* begin Data for processing *
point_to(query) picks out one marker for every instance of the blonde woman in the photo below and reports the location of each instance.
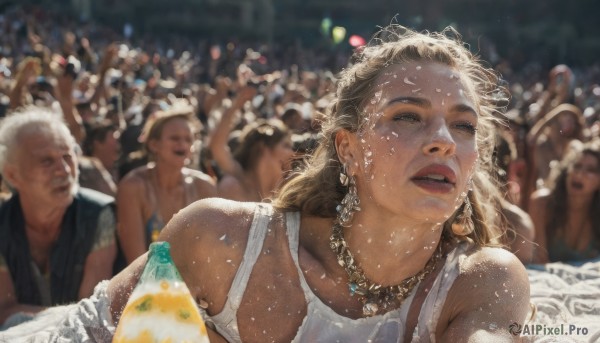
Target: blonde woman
(150, 195)
(385, 235)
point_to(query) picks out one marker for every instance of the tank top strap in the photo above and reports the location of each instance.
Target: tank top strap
(256, 237)
(190, 191)
(436, 297)
(150, 189)
(293, 233)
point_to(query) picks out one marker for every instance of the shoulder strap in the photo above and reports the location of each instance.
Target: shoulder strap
(256, 237)
(436, 297)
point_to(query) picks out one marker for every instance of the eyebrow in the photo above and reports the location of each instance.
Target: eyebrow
(425, 103)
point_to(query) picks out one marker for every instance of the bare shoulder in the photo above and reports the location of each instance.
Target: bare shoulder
(208, 239)
(540, 195)
(200, 177)
(496, 263)
(135, 177)
(490, 293)
(209, 217)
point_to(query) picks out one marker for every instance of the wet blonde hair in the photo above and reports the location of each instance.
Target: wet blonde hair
(316, 190)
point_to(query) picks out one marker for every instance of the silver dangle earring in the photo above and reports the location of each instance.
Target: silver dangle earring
(350, 202)
(463, 225)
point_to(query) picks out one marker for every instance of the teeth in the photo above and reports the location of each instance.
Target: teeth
(436, 177)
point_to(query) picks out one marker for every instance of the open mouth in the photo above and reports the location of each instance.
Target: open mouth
(181, 153)
(577, 185)
(436, 178)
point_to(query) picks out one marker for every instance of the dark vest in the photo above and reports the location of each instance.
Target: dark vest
(68, 255)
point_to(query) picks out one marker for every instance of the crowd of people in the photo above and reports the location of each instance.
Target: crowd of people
(413, 152)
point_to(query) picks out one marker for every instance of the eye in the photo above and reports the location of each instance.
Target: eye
(47, 161)
(467, 127)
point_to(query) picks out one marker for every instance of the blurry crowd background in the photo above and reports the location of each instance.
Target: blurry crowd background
(253, 79)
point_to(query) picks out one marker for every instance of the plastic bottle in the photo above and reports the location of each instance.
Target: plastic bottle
(160, 308)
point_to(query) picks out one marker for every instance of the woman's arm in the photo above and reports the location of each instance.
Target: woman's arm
(131, 226)
(490, 294)
(208, 239)
(218, 141)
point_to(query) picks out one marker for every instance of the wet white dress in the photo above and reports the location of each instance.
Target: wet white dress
(322, 324)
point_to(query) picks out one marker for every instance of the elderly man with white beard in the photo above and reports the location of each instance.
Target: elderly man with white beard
(57, 240)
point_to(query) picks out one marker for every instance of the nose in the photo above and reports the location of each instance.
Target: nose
(63, 167)
(440, 142)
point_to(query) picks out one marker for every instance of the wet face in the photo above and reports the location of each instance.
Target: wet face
(175, 142)
(418, 148)
(584, 175)
(44, 169)
(281, 155)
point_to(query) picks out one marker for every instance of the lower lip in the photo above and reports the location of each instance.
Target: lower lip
(434, 186)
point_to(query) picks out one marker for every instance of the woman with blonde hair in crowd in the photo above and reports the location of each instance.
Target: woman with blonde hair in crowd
(256, 166)
(150, 195)
(566, 213)
(385, 235)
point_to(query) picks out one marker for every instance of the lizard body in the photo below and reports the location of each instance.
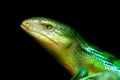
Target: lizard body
(69, 49)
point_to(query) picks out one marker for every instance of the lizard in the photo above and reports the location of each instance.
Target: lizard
(82, 59)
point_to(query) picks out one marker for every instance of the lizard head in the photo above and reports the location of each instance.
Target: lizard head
(52, 35)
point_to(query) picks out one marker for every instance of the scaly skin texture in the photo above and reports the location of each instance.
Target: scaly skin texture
(69, 49)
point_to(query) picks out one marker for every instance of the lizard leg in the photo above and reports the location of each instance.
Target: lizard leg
(83, 72)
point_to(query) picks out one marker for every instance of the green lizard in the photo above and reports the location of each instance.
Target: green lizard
(83, 60)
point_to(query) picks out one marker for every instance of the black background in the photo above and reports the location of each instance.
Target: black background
(98, 26)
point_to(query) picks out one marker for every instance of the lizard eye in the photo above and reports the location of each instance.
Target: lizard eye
(46, 26)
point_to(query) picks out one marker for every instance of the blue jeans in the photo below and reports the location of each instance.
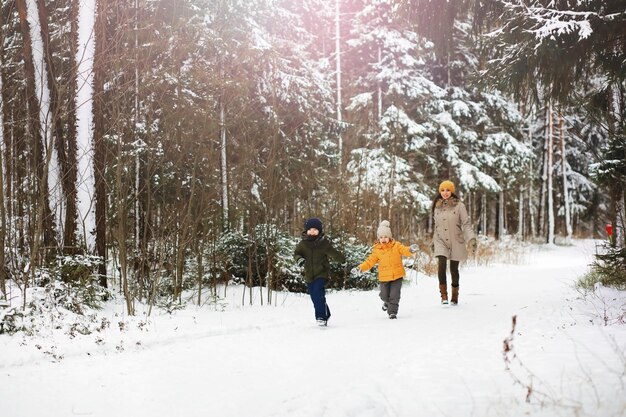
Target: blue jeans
(317, 291)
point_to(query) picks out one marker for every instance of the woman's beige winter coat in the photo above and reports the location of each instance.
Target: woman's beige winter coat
(453, 229)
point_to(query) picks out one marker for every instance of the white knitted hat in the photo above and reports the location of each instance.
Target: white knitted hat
(384, 230)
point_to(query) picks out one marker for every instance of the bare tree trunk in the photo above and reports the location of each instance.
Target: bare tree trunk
(3, 223)
(44, 237)
(566, 195)
(224, 167)
(338, 70)
(618, 194)
(122, 229)
(99, 145)
(501, 226)
(483, 214)
(63, 87)
(550, 147)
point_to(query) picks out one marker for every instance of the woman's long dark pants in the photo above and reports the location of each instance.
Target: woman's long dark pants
(454, 271)
(317, 291)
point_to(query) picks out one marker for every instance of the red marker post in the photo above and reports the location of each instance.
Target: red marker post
(609, 232)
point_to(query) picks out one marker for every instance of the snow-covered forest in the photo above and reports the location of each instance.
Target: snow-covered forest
(149, 147)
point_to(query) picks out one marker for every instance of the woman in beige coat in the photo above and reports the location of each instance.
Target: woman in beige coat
(453, 234)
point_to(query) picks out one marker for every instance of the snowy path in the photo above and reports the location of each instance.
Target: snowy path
(432, 361)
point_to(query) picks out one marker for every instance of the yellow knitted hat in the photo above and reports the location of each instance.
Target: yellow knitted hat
(446, 185)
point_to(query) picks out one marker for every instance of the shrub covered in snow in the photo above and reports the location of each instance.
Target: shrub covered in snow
(69, 287)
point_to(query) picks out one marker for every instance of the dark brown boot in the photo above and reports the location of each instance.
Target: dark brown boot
(455, 296)
(443, 289)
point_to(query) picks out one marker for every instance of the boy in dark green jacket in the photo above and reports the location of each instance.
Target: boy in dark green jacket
(313, 252)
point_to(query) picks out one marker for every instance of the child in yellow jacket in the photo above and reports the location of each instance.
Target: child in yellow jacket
(388, 253)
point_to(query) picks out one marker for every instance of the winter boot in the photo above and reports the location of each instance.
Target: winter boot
(443, 289)
(455, 296)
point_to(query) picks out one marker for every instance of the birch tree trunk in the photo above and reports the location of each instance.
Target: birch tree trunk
(338, 69)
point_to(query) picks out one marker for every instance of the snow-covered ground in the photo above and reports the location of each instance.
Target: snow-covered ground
(233, 360)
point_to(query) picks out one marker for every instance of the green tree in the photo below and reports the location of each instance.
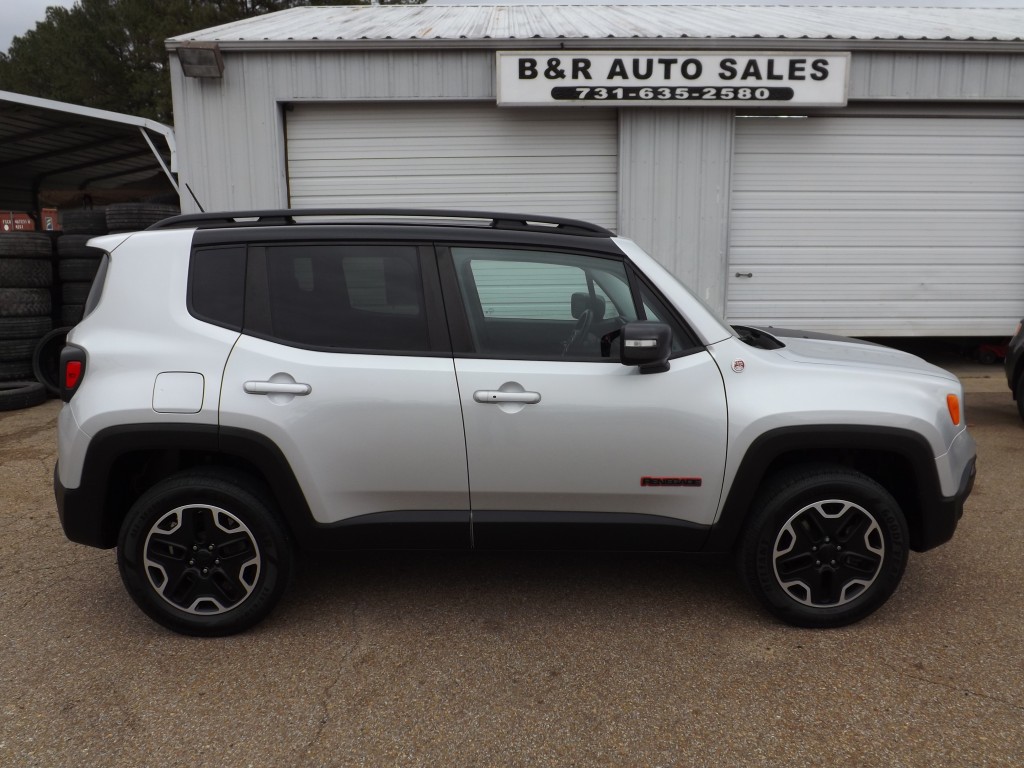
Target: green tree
(110, 53)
* end Data for processing *
◆ **Goal**:
Reproduce each line word for word and drop the pictures.

◆ **The output**:
point_to(query) picks out one marker for every instance of the blonde woman in the photo below and reports the location of each instance.
Target: blonde woman
(150, 195)
(385, 235)
point_to(query) picks out one marker for every instance of the tank top strap in the photo above and reports the location of each instance.
Target: tank top strap
(256, 237)
(190, 191)
(436, 297)
(150, 189)
(293, 233)
point_to(query) picks out one marker for every instance of the shoulder strap in the photo above and reports the location of each instance.
Target: shoulder strap
(256, 237)
(436, 297)
point_to(query) picks out one marker for every instance of the eyebrow in the photo above and reports the location of each instance.
Target: eyebrow
(425, 103)
point_to(query) picks out one marker for every instance of the bare shoulder in the photo above and reports the location of each instance.
Target: bare shoulder
(208, 239)
(540, 195)
(200, 177)
(496, 263)
(135, 177)
(490, 293)
(209, 217)
point_to(query) picks out one marker for every instance of the wet blonde hair in the photo above and reports the location of each instance.
Target: wet blonde hair
(316, 190)
point_to(query) picks out one marker for every instance of the silver dangle earring in the photo above and reports the location of each instance.
Target: silver dangle earring
(350, 202)
(463, 225)
point_to(query) picks out one marker for every instance of the teeth in the photo above and reports the location of each instance.
Target: teeth
(436, 177)
point_to(query) picks out one marker for every instance of the open mouth in the photo above and reports the location of each instance.
Target: open mouth
(181, 153)
(577, 185)
(436, 178)
point_to(query) picks out one marker for every instance of the dark vest in the photo above and reports the location of each instance.
Target: dark vest
(68, 255)
point_to(query) picks out one marker for every instance of the crowd of people in the photo above and reports the location of each instance.
Target: crowd of people
(413, 152)
point_to(query) picks out one marker for every instance of the eye in the photo above and reports the location of each instance.
Target: eye
(47, 161)
(467, 127)
point_to(query) picks out one marker for every instance of the blurry crowd background in the photo above and reports the location of each instance.
Target: blurry crowd background
(253, 79)
point_to(query) picks out one marker for every instance of the plastic bottle in the photo above and reports the location of each instance.
Target: plastic bottle
(160, 308)
point_to(query) picks out one marker for every instance of the woman's arm in the photo above and reports the location of each instance.
Target: woman's arm
(131, 226)
(490, 294)
(208, 239)
(218, 141)
point_to(query) picks out one marker for every instance of the wet white dress in the photo above and reports the location of each instance.
Target: wet white dress
(322, 324)
point_to(query) picks out one marker for every instance of the elderly man with white beard in the photo above and reports the location of each instance.
Target: elderly man with white beard
(57, 240)
point_to(query) picks out one marker for every instance of the nose in the photo above and reports the location of each instance.
Target: nose
(63, 167)
(440, 142)
point_to(query) picks out one marker for every instance of the wet face in the photo above and reports the location of each instance.
Target: wet face
(175, 142)
(418, 148)
(584, 175)
(44, 169)
(281, 155)
point_to(query) picks out one marker for every instance of the lower lip in the photo above and reports the location of each instance.
Target: lower lip
(434, 186)
point_to(query) picks out one marker for every instance of the woman with blonde hair in crowd in the photo above and reports the location of each instance.
Target: woman with blonde hair in crowd
(256, 166)
(150, 195)
(566, 213)
(385, 235)
point_to(query) picks out one marker for every instance of the lizard body in the photo below and reports the location of each instance.
Target: lizard body
(69, 49)
point_to(query) picks out one marker for every instance of the lizard in the photo above and reports the location of each instance.
Target: lizard
(82, 59)
point_to(query) picks out one marker for every instance of the lizard head in the photo above and reports the location of each instance.
Target: lizard head
(52, 35)
point_to(query) picks out one marker for every instance of the scaly skin texture in the photo above and reports the location of each instance.
Target: scaly skin texture
(69, 49)
point_to(query) picks out one marker for every instance of the lizard leg in the photo above and reports the location of each instance.
Target: lizard leg
(83, 72)
point_to(query) picks out one marker for every instance of the green lizard in the photo above and reports the location of each instance.
Target: green lizard
(83, 60)
point_to(query) picks out one marker for every instance of the black background in the photo above and reports the location of each instance.
Target: black background
(98, 26)
point_to(query) picks out one marker for every instance of the lizard eye in the photo above and reports the location of each instance.
Target: lizard eye
(46, 26)
point_to(query) picks out one marker for every instance of the blue jeans in the photo below and reports the location of each instance.
Target: blue jeans
(317, 291)
point_to(query) picks out one marker for every instance of the woman's beige winter coat in the photo above and reports the location of each instance.
Target: woman's beige winter coat
(453, 229)
point_to(query) picks out one marker for every instance of the white knitted hat in the photo above and reports the location of each instance.
Target: white knitted hat
(384, 230)
point_to(query) picks out one marker for every instance of the bare tree trunk in the photo above and reports the location of each instance.
Target: bare tree trunk
(3, 223)
(44, 237)
(566, 195)
(224, 167)
(338, 70)
(618, 194)
(122, 229)
(99, 145)
(501, 226)
(483, 214)
(63, 87)
(550, 147)
point_to(query) picks out one marker for every instance of the woman's long dark pants in the photo above and reports the location of each instance.
Target: woman's long dark pants
(454, 271)
(317, 291)
point_to(query) picks out one marker for every instance of the red marker post in the photo above and reports the location of each instance.
Target: red marker post
(609, 232)
point_to(query) picks out one marker for every instance of the snow-covered forest in the photo above and reports the location of each instance.
Target: snow-covered forest
(149, 147)
point_to(query) picks out one marker for every instance of the woman in beige coat in the photo above and reports the location of each instance.
Target: woman in beige coat
(453, 234)
point_to(query) picks out one marker for every instance of the snowy path in the photo above and reports the location of each instance.
Target: snowy path
(432, 361)
point_to(query) picks out one marker for every instance of the yellow knitted hat in the photo above and reports the location of each instance.
Target: yellow knitted hat
(446, 185)
point_to(query) picks out one marker for every instance of the shrub covered in snow in the photo above and reports the location of each instance.
Target: shrub covered in snow
(69, 287)
point_to(query) picks out one marker for every instance of the dark brown boot in the photo above and reports the location of each instance.
Target: dark brown boot
(455, 296)
(443, 289)
point_to(query) picks out one marker for every instance of the boy in dark green jacket in the photo above and reports the location of each instance.
Target: boy in dark green jacket
(313, 252)
point_to(query) picks out one marker for every instance of the child in yellow jacket in the photo above and reports the location of each instance.
Target: child in yellow jacket
(388, 253)
point_to(query) picks out one marker for every instance of the winter boot in the photo above and reports the location of each instance.
Target: winter boot
(443, 289)
(455, 296)
point_to(query) picks out one marker for every instance of the birch tree trunk in the photo above and reports the location of each instance.
Target: birch tree trunk
(338, 69)
point_to(query) picks out one marker for every instance of the snow-covered ground in the photo above and reports the location of each instance.
Target: snow-covered ground
(233, 360)
point_to(query) picks out one marker for every instance of the green tree in the photo below and reports the location of each instance.
Target: green tree
(110, 53)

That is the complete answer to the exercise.